• Written instruction A
Show every line of the records that contains the string "blue", matching case exactly.

• Text extract
..............................
And we will continue to listen to our investors. We hear loud and clear the market's biases against IDRs while we have not even reached the first threshold for IDRs to kick in, and we will address this at an appropriate time.
To our agenda for today. I'll begin the presentation with a review of the highlights from 2018. Craig will then take you through the details of the fourth quarter and full year results and remind you of our 2019 guidance and our financial frame. We are not changing our 2019 guidance or our financial frame through 2020.
It's no coincidence that we showed a picture of BP's Mad Dog facility, which is located offshore Deepwater Gulf of Mexico as our opening slide today. In fact, you'll see several images of BP's operated offshore Deepwater Gulf of Mexico projects as well as images of BP's Whiting Refinery scattered throughout our presentation today. That's because I plan to spend some time today updating you on our growing confidence in the organic growth potential of our onshore and offshore pipeline assets.
Investors frequently ask us about the offshore Deepwater Gulf of Mexico in particular. And today we will spend some time sharing our insights with you on this area of our business. I'll conclude our presentation this morning by summarizing our key messages regarding asset dropdowns and distribution growth. Craig and I will then be ready to take your questions.
Firstly, to the highlights from the year. 2018 was a year in which we demonstrated the attractiveness of our investment proposition. At IPO, we laid out to investors our proposition to deliver unitholders consistent top tier distribution growth, specifically mid-teens per unit annual distribution growth through 2020 by combining organic growth opportunities and strategic acquisitions of assets from BP. We delivered on all elements of this proposition last year and we expect to repeat that delivery in 2019.
In our first full year of operation, we've built a track record of strong, reliable and predictable operations and financial performance. We consistently raised our distribution per unit and delivered cash available for distribution above IPO forecast levels.
In the fourth quarter, our gross pipeline throughput volumes were 6% higher compared to the fourth quarter of 2017 on a pro forma asset basis, driven by offshore pipelines after adjusting for the impact of the Ursa pipeline, which was included in our first drop. This organic throughput growth was achieved even with maintenance at the Whiting Refinery and apportionment on the Enbridge main line in the fourth quarter of 2018.
..............................
• Provided data

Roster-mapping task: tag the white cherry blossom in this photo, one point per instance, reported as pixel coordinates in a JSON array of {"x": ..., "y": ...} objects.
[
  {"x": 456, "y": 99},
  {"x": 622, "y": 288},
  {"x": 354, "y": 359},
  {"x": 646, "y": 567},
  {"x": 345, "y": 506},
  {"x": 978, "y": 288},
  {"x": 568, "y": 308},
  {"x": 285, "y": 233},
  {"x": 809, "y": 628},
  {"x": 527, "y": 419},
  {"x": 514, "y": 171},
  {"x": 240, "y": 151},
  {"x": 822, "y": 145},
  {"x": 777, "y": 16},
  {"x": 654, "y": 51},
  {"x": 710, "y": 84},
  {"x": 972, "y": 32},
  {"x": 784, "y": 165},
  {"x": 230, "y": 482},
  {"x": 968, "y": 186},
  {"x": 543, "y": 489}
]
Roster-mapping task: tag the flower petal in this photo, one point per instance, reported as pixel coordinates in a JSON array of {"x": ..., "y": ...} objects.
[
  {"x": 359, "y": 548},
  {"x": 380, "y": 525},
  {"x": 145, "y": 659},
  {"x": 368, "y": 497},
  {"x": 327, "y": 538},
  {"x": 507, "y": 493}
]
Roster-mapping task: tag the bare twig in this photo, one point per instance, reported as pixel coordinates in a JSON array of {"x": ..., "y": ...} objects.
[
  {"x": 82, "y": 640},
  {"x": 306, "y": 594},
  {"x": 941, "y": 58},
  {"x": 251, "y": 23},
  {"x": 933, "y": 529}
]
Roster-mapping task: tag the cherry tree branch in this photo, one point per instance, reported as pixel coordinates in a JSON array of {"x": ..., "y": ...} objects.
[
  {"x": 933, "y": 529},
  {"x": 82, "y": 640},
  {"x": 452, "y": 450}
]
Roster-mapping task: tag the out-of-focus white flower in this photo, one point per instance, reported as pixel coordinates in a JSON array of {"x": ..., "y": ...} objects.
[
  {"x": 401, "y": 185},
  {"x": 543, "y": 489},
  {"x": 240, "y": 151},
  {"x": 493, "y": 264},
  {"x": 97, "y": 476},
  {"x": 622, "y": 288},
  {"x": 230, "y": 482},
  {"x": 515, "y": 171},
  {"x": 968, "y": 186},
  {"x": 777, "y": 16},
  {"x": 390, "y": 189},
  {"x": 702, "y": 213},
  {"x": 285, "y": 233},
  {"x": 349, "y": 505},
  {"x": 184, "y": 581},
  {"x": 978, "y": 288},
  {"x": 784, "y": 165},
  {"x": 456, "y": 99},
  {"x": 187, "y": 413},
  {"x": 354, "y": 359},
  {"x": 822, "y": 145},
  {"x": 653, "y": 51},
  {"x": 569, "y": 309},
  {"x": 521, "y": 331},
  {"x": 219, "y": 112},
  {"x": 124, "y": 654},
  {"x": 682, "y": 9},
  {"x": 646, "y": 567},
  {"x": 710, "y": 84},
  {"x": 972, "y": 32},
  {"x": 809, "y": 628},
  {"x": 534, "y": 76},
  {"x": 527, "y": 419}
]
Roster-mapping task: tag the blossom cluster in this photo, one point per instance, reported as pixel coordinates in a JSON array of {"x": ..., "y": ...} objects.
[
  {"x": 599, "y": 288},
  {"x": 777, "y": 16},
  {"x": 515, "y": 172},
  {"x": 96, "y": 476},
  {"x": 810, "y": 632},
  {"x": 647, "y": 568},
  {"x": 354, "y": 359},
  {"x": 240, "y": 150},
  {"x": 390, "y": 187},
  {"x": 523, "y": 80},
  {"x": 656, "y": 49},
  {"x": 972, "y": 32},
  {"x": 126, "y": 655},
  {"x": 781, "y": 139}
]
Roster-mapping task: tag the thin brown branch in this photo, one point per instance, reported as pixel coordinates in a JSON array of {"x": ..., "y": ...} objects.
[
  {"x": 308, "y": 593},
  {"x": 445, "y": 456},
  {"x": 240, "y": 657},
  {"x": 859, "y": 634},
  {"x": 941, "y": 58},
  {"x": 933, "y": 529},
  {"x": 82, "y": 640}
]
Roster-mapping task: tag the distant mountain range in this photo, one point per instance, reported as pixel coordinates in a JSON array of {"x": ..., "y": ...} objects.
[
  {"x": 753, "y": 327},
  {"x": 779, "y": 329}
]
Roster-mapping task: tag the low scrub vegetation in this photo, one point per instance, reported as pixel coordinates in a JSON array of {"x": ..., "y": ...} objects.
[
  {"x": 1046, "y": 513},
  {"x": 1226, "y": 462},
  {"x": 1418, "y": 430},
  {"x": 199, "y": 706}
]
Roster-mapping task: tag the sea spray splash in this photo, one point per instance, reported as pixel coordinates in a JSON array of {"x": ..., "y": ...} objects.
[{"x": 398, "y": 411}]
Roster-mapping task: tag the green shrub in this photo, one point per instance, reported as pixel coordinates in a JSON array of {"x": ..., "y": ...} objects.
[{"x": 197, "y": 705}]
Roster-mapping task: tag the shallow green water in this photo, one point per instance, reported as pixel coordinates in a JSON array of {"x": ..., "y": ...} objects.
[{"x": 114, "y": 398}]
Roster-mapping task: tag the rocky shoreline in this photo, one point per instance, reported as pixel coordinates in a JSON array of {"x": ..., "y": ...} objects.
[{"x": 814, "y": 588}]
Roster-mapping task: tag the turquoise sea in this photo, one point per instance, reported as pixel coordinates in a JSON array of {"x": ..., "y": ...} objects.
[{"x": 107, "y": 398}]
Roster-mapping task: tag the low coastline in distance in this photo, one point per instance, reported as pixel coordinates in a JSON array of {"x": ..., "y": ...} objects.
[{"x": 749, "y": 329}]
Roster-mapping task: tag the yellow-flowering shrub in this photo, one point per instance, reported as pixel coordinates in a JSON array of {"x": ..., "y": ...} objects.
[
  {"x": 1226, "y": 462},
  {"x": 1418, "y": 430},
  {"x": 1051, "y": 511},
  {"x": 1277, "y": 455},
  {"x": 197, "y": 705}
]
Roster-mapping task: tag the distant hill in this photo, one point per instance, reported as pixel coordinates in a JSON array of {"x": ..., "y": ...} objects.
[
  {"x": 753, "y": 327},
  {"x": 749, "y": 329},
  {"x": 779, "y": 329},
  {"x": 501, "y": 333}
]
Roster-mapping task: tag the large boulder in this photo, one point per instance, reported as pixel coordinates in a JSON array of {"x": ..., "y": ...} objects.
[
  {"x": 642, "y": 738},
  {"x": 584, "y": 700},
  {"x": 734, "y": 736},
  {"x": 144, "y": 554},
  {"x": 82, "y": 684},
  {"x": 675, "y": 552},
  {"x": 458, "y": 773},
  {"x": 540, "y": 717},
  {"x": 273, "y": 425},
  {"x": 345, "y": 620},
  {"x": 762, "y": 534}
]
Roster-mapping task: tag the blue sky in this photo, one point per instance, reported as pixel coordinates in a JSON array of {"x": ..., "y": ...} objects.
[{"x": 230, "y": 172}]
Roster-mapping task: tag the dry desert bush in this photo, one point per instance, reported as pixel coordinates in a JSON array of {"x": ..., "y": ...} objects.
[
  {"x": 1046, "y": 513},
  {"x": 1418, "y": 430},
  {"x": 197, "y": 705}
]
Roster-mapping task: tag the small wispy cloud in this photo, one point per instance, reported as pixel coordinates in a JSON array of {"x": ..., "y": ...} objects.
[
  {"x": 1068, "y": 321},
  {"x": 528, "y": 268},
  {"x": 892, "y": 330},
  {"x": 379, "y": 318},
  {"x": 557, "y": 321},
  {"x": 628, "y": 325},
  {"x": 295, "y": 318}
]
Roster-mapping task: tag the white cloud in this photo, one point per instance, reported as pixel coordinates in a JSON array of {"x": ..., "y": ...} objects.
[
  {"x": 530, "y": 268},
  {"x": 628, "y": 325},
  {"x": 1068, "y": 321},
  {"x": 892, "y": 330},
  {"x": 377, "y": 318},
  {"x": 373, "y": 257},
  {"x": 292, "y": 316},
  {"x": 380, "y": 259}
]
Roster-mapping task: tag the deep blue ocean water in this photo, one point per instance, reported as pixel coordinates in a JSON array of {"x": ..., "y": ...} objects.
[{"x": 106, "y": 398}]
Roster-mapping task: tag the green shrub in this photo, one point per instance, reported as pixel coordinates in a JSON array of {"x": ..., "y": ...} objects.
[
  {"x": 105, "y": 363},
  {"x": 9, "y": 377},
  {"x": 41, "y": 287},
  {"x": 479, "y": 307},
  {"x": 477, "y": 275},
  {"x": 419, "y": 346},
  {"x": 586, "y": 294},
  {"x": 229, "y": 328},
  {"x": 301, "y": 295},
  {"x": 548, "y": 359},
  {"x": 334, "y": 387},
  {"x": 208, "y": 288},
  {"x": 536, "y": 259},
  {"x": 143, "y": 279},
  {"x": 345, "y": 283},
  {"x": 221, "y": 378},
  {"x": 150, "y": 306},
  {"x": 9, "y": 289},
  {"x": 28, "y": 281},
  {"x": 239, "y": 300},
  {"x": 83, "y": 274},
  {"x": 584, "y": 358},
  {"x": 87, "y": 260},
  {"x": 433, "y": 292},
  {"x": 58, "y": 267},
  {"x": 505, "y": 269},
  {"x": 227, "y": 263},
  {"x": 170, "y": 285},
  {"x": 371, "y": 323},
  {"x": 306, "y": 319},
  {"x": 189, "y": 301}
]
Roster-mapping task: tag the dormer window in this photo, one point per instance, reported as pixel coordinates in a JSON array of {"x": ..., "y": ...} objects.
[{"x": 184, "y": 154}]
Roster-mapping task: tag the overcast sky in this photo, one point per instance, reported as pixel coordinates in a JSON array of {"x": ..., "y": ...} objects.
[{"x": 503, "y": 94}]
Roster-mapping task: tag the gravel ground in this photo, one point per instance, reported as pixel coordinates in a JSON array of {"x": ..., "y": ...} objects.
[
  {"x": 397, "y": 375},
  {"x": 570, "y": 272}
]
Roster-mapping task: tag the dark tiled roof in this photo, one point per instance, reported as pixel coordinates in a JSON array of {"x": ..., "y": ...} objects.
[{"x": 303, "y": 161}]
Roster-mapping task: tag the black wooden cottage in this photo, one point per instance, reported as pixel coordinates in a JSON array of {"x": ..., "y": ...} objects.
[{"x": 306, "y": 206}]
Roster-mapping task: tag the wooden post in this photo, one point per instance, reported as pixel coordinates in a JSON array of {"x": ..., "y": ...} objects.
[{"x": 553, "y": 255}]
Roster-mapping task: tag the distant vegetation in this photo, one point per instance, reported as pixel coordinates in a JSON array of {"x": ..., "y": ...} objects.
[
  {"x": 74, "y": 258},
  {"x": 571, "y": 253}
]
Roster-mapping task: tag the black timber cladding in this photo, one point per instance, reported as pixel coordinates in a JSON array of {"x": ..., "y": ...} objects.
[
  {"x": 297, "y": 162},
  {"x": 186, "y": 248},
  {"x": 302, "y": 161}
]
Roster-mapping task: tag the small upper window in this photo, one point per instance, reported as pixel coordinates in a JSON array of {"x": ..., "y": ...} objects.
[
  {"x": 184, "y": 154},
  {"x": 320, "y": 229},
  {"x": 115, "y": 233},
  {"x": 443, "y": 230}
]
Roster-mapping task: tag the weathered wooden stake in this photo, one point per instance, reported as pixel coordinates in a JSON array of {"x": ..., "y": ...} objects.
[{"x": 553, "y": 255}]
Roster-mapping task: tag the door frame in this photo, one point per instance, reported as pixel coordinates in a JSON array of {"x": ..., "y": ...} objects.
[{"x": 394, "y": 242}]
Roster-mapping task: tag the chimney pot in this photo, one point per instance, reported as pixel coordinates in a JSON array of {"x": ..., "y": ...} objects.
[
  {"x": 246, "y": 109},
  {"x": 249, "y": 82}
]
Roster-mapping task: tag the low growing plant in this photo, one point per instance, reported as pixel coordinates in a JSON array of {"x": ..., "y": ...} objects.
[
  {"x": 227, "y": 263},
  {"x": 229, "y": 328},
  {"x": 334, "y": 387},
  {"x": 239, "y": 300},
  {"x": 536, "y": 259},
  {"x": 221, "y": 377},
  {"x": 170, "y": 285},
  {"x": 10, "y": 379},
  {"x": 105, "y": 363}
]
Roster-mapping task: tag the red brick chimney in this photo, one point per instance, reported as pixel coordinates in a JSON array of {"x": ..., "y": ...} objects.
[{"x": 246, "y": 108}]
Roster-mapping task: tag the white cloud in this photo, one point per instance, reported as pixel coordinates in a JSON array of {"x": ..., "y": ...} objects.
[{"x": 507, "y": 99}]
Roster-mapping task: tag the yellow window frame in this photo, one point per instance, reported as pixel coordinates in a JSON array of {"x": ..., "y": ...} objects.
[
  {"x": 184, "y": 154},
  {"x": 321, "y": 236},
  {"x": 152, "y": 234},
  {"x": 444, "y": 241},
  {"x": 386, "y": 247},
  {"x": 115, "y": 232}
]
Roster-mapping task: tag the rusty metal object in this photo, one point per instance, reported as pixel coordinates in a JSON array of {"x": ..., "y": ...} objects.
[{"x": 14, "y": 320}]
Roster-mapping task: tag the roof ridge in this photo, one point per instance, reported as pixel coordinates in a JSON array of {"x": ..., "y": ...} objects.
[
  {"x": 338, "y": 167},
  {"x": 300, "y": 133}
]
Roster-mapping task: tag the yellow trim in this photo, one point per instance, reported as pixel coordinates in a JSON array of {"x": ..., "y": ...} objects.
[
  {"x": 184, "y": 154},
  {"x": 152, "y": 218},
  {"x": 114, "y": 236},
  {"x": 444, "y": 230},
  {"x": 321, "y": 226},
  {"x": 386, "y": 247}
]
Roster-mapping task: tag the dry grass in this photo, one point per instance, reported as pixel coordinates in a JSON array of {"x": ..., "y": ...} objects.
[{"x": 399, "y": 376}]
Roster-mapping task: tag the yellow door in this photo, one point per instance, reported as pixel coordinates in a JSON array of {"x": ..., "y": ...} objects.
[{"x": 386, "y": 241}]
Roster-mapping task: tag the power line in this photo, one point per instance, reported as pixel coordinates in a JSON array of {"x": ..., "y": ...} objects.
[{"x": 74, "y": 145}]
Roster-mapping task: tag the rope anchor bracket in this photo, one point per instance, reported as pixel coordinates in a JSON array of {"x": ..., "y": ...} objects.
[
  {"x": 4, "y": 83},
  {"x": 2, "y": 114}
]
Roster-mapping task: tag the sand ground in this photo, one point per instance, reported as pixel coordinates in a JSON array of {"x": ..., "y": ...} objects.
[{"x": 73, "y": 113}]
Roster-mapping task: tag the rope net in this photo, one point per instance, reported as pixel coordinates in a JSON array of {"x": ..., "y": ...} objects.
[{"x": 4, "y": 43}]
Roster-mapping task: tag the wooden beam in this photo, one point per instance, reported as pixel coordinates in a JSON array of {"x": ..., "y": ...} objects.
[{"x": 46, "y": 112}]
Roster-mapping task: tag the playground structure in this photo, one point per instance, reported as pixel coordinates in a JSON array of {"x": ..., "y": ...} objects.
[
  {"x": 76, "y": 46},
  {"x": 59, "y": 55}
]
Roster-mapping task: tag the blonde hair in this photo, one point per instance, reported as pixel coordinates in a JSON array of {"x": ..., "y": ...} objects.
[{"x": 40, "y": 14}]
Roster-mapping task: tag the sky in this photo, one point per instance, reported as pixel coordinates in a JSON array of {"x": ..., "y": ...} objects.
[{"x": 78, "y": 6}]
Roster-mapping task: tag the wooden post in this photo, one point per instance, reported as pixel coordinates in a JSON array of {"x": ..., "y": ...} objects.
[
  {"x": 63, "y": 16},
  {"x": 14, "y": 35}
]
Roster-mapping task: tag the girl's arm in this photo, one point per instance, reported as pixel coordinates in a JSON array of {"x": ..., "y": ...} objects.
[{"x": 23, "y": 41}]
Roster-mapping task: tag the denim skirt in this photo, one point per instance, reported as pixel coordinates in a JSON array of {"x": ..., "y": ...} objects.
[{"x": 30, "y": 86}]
..............................
• Written instruction B
In the earnings call excerpt, why do images of BP's offshore Deepwater Gulf of Mexico projects and BP's Whiting Refinery appear throughout the presentation?

• Result A
Roster-mapping task: tag the blue sky in this photo, one point per instance, reported as pixel coordinates in a JSON array of {"x": ..., "y": ...} objects.
Roster-mapping task: tag the deep blue ocean water in this photo, one point per instance, reported as pixel coordinates in a JSON array of {"x": ..., "y": ...} objects.

• Result B
They appear because the speaker plans to spend time updating listeners on the company's growing confidence in the organic growth potential of its onshore and offshore pipeline assets.